Raw records:

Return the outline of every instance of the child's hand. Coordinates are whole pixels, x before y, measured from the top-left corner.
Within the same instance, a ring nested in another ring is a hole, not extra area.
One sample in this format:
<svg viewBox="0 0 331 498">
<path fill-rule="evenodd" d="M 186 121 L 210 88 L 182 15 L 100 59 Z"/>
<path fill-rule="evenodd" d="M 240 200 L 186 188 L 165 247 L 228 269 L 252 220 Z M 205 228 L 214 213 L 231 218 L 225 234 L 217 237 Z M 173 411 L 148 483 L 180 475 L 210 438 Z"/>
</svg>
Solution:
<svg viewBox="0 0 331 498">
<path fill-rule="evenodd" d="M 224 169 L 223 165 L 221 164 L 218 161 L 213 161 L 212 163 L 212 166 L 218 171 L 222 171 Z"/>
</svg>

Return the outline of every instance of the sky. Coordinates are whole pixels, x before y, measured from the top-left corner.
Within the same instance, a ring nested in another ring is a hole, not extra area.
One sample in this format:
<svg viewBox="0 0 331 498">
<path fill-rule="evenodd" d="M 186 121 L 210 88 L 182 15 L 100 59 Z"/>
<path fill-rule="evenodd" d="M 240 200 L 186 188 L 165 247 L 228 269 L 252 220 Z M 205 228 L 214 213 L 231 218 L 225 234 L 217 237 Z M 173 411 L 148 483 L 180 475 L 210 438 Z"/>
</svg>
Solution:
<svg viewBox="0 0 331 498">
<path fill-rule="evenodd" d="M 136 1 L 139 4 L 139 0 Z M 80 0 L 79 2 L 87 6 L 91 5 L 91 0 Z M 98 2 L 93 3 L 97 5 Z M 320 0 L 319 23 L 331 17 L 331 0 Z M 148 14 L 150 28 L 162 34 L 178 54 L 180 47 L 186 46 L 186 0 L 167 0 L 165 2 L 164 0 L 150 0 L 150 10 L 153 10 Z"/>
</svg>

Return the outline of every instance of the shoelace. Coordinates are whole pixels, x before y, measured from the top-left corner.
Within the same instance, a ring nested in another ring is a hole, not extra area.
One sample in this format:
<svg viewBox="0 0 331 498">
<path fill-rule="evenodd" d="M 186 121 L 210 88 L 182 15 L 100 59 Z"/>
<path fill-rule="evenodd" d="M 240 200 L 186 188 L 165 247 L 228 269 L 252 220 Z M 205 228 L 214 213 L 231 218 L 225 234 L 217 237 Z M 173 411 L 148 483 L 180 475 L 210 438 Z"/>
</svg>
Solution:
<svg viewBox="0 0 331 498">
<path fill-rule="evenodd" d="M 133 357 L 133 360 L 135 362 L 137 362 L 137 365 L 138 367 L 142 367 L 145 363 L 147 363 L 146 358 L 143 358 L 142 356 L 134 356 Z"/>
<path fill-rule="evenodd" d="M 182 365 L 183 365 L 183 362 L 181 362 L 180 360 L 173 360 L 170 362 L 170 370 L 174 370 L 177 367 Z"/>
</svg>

Set task: Exactly reproduce every line found in the records.

Solution to this problem:
Return the outline of every instance of the child's hand. Coordinates are whole pixels, x before y, measured from the top-left corner.
Within the same instance, a ring nested in another ring is a hole, not extra area.
One sample in this format:
<svg viewBox="0 0 331 498">
<path fill-rule="evenodd" d="M 186 121 L 210 88 L 182 15 L 100 59 Z"/>
<path fill-rule="evenodd" d="M 240 200 L 186 188 L 165 247 L 228 269 L 252 220 Z M 205 228 L 214 213 L 231 218 L 225 234 L 217 237 Z M 173 411 L 148 483 L 180 475 L 210 438 Z"/>
</svg>
Solution:
<svg viewBox="0 0 331 498">
<path fill-rule="evenodd" d="M 224 169 L 223 165 L 221 164 L 218 161 L 213 161 L 212 163 L 212 166 L 218 171 L 222 171 Z"/>
</svg>

Return the outline of every instance of the sky. Coordinates are whole pixels, x before y, measured from the top-left corner.
Within the same instance, a ring nested in another ring is a hole, not extra area.
One sample in this format:
<svg viewBox="0 0 331 498">
<path fill-rule="evenodd" d="M 186 121 L 210 88 L 182 15 L 100 59 Z"/>
<path fill-rule="evenodd" d="M 240 200 L 186 188 L 165 247 L 228 269 L 252 220 Z M 205 228 L 214 213 L 231 218 L 225 234 L 217 237 Z M 173 411 L 148 483 L 180 475 L 210 438 Z"/>
</svg>
Solution:
<svg viewBox="0 0 331 498">
<path fill-rule="evenodd" d="M 136 1 L 139 4 L 139 0 Z M 80 0 L 79 2 L 87 6 L 91 5 L 91 0 Z M 98 2 L 93 3 L 97 5 Z M 320 0 L 319 23 L 331 17 L 331 0 Z M 148 14 L 150 28 L 162 34 L 178 54 L 180 47 L 186 46 L 186 0 L 167 0 L 165 2 L 164 0 L 150 0 L 150 10 L 153 10 Z"/>
</svg>

Return the outline of every instance of the shoelace. Coordinates are whole pixels, x before y, measured from the top-left corner.
Within the same instance, a ring nested in another ring is a hole, not extra area.
One sample in this format:
<svg viewBox="0 0 331 498">
<path fill-rule="evenodd" d="M 186 121 L 210 88 L 182 15 L 100 59 Z"/>
<path fill-rule="evenodd" d="M 240 200 L 186 188 L 165 247 L 228 269 L 252 220 Z M 205 228 L 214 213 L 231 218 L 225 234 L 217 237 Z M 173 411 L 148 483 L 180 475 L 210 438 Z"/>
</svg>
Solution:
<svg viewBox="0 0 331 498">
<path fill-rule="evenodd" d="M 133 357 L 133 360 L 135 362 L 137 362 L 137 365 L 138 367 L 142 367 L 145 363 L 147 363 L 146 358 L 143 358 L 142 356 L 134 356 Z"/>
<path fill-rule="evenodd" d="M 182 365 L 183 365 L 183 362 L 181 362 L 180 360 L 173 360 L 170 362 L 170 370 L 174 370 L 177 367 Z"/>
</svg>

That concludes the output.